Excerpt:

Posted Worker Compliance – The Unseen Risks

The risk of falling afoul of European Union' Posted Worker Directive is not high because of the large fines, but because it’s easy to slip up and become non-compliant if you’re not fully aware of the requirements in each country. Depending on the host nation, workers may have to be declared even if they are visiting for a single day or meeting.

The variation in rules found throughout the EU and increased monitoring measures make it easy for companies to slip up with posted worker notification compliance. It’s therefore essential that businesses have a robust system in place to monitor and file notifications where necessary.


The primary risks facing companies that are caught without full posted worker notification compliance run the risk of amassing large fines. The value of these fines varies from country to country, but are normally in the region of 10,000 EUR for first offences, and 20,000+ EUR for repeat offenders.

Aim a: Repeat word for word the part of the posted worker compliance article starting at "The variation in" and ending at "for repeat offenders.".

Listed records:
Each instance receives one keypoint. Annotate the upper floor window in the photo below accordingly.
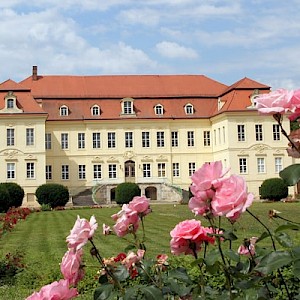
(174, 138)
(64, 110)
(159, 109)
(258, 132)
(29, 136)
(10, 136)
(241, 133)
(276, 132)
(189, 109)
(95, 110)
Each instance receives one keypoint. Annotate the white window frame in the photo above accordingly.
(175, 169)
(81, 140)
(30, 170)
(96, 140)
(81, 172)
(147, 170)
(160, 139)
(11, 170)
(64, 138)
(112, 171)
(145, 139)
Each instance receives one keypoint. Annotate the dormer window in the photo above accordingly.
(10, 103)
(159, 109)
(189, 109)
(64, 110)
(95, 110)
(127, 107)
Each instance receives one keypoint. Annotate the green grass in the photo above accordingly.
(42, 240)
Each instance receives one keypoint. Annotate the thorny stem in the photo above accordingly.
(107, 270)
(274, 247)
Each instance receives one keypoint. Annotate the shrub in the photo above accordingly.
(273, 189)
(126, 191)
(53, 194)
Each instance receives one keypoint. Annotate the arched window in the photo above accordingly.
(189, 109)
(63, 110)
(159, 109)
(95, 110)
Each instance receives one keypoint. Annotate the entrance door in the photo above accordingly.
(130, 171)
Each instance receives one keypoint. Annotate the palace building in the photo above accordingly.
(91, 133)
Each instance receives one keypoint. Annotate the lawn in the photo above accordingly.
(41, 237)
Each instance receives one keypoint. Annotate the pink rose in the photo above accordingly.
(128, 222)
(132, 259)
(141, 205)
(186, 237)
(231, 198)
(82, 231)
(279, 101)
(71, 267)
(58, 290)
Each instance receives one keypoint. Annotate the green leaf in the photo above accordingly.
(291, 174)
(287, 226)
(103, 292)
(121, 273)
(284, 239)
(274, 261)
(152, 293)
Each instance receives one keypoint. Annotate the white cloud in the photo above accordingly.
(173, 50)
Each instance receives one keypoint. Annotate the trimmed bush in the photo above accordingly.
(53, 194)
(273, 189)
(15, 195)
(126, 191)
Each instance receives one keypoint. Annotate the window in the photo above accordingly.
(160, 139)
(10, 170)
(81, 171)
(128, 139)
(145, 139)
(29, 136)
(276, 132)
(10, 103)
(243, 165)
(81, 140)
(258, 132)
(96, 140)
(64, 111)
(189, 109)
(65, 172)
(175, 169)
(111, 140)
(278, 164)
(64, 141)
(95, 110)
(10, 136)
(192, 168)
(48, 141)
(48, 172)
(190, 137)
(127, 107)
(146, 170)
(174, 138)
(206, 138)
(261, 168)
(241, 133)
(159, 109)
(30, 170)
(161, 170)
(112, 171)
(97, 171)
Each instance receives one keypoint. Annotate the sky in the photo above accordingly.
(225, 40)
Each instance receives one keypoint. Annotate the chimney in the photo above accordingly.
(34, 73)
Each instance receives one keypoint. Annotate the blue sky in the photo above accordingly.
(225, 40)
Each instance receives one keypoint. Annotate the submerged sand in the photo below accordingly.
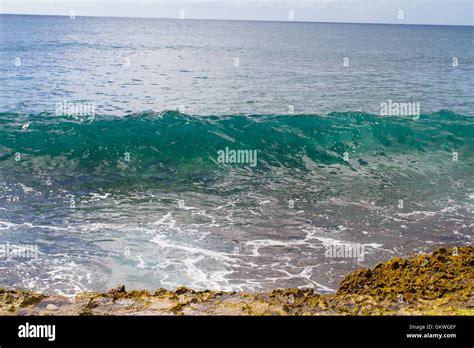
(441, 283)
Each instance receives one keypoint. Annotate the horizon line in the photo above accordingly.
(237, 20)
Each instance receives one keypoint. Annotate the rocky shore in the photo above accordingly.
(441, 283)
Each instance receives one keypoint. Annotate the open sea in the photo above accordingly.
(132, 187)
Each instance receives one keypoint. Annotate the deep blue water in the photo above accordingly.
(137, 194)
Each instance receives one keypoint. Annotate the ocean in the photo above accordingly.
(232, 155)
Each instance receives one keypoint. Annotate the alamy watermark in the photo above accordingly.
(229, 156)
(392, 108)
(18, 251)
(345, 251)
(82, 111)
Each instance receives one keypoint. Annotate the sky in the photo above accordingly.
(447, 12)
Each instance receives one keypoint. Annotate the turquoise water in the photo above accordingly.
(139, 195)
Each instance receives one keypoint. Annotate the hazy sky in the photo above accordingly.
(456, 12)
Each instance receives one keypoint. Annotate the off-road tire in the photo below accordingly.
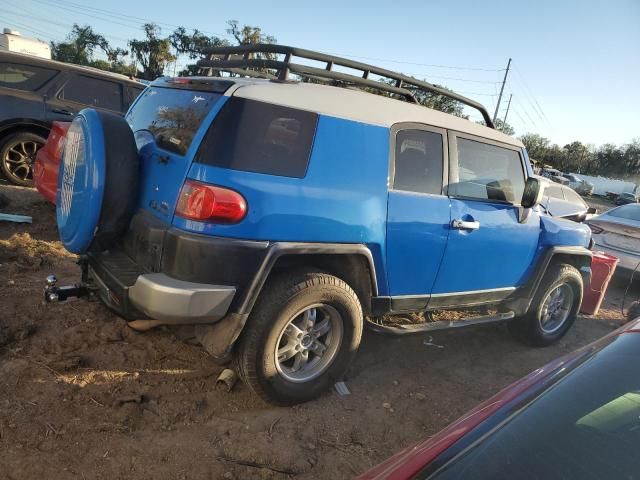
(528, 328)
(11, 141)
(281, 297)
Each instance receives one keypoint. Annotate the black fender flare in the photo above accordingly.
(219, 338)
(580, 255)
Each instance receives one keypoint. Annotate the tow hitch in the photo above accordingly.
(53, 293)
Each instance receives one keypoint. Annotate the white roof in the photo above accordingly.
(359, 106)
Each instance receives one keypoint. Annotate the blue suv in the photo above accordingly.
(280, 215)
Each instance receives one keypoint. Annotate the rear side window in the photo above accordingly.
(94, 92)
(418, 162)
(172, 116)
(554, 192)
(487, 172)
(260, 137)
(24, 77)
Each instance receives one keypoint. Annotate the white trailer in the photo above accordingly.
(12, 41)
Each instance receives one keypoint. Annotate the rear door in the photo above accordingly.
(168, 125)
(418, 212)
(489, 252)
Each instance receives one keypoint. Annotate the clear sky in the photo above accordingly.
(576, 64)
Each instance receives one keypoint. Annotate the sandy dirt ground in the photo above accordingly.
(83, 396)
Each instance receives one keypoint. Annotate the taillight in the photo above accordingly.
(595, 229)
(58, 133)
(208, 203)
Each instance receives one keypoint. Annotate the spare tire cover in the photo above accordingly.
(97, 181)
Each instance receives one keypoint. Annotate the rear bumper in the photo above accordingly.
(176, 302)
(628, 261)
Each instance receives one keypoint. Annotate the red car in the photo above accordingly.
(575, 418)
(45, 169)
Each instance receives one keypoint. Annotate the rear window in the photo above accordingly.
(260, 137)
(628, 212)
(94, 92)
(24, 77)
(172, 116)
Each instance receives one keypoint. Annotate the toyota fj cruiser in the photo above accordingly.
(282, 214)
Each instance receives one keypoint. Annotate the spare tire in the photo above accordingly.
(97, 181)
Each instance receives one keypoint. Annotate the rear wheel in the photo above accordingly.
(554, 307)
(302, 335)
(18, 154)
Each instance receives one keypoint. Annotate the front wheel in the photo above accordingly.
(18, 154)
(554, 307)
(302, 335)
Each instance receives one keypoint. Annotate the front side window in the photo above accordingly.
(93, 92)
(24, 77)
(172, 116)
(260, 137)
(487, 172)
(418, 162)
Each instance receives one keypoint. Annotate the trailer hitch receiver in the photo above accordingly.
(53, 293)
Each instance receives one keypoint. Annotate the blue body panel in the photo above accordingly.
(342, 198)
(497, 255)
(164, 178)
(417, 231)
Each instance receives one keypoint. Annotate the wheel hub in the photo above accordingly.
(309, 343)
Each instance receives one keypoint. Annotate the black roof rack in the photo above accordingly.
(260, 61)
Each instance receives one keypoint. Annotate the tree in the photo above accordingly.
(153, 53)
(248, 35)
(503, 127)
(80, 47)
(536, 145)
(577, 156)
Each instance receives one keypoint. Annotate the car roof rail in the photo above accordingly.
(260, 61)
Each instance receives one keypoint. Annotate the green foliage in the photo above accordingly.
(81, 45)
(607, 160)
(152, 53)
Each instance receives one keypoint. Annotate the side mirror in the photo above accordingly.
(532, 194)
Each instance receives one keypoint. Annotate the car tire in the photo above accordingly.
(18, 154)
(290, 317)
(554, 307)
(97, 182)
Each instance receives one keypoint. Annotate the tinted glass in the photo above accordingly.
(418, 162)
(629, 212)
(573, 197)
(585, 428)
(260, 137)
(24, 77)
(488, 172)
(172, 116)
(554, 192)
(93, 92)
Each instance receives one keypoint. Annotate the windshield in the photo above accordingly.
(171, 115)
(585, 427)
(628, 212)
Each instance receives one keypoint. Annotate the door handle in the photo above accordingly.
(62, 111)
(463, 225)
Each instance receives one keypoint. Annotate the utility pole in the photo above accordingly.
(495, 115)
(504, 122)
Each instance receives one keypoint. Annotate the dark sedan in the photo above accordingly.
(576, 418)
(626, 198)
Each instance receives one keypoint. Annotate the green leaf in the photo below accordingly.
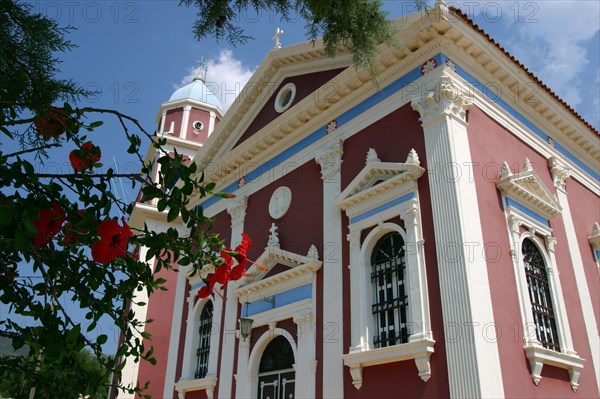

Aim b: Please list every line of the listing that contains the word "black", treating uppercase and lowercase as different.

Correct response a:
The variation in rules found throughout the EU and increased monitoring measures make it easy for companies to slip up with posted worker notification compliance. It’s therefore essential that businesses have a robust system in place to monitor and file notifications where necessary.


The primary risks facing companies that are caught without full posted worker notification compliance run the risk of amassing large fines. The value of these fines varies from country to country, but are normally in the region of 10,000 EUR for first offences, and 20,000+ EUR for repeat offenders.

Correct response b:
Each instance receives one keypoint. Annotate the black fender flare in the photo above accordingly.
Each instance receives one keypoint. Annotate the black roof rack in the photo above accordingly.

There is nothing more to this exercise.